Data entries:
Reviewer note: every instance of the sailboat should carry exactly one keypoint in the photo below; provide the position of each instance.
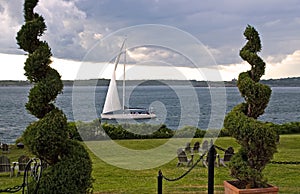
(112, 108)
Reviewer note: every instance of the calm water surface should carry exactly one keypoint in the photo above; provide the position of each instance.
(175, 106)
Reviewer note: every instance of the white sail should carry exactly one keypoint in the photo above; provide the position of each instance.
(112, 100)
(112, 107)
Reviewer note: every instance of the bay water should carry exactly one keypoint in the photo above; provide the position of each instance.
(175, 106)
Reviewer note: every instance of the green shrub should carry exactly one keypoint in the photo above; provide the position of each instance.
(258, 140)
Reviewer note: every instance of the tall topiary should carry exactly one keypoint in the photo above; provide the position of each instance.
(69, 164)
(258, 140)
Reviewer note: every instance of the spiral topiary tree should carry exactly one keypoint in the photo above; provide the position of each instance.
==
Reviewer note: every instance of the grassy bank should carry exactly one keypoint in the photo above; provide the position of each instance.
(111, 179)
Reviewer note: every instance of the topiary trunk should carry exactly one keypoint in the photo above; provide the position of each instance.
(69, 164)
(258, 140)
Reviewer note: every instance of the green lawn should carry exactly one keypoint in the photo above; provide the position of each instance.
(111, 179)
---
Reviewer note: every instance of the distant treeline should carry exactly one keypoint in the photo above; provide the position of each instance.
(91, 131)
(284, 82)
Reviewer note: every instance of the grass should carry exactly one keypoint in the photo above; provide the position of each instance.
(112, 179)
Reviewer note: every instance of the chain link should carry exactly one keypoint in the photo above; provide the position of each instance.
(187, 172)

| Task to complete |
Copy the material word for word from the line with "Reviewer note: every instance of the green shrub" to the line with "Reviewer note: every instance of the spiral", including both of those lines.

| Answer to this problem |
Reviewer note: every instance of the green shrub should carry exactly one keypoint in the photo above; provide the position of each instance.
(258, 140)
Reviewer note: every instance of the tall topiary should carry exactly one keypoint in the photo above; provide the position of each instance.
(69, 164)
(258, 140)
Reviewer note: every instance of the spiral topiary tree should carry exactly one keypoint in the photo above; provide the position of each instance.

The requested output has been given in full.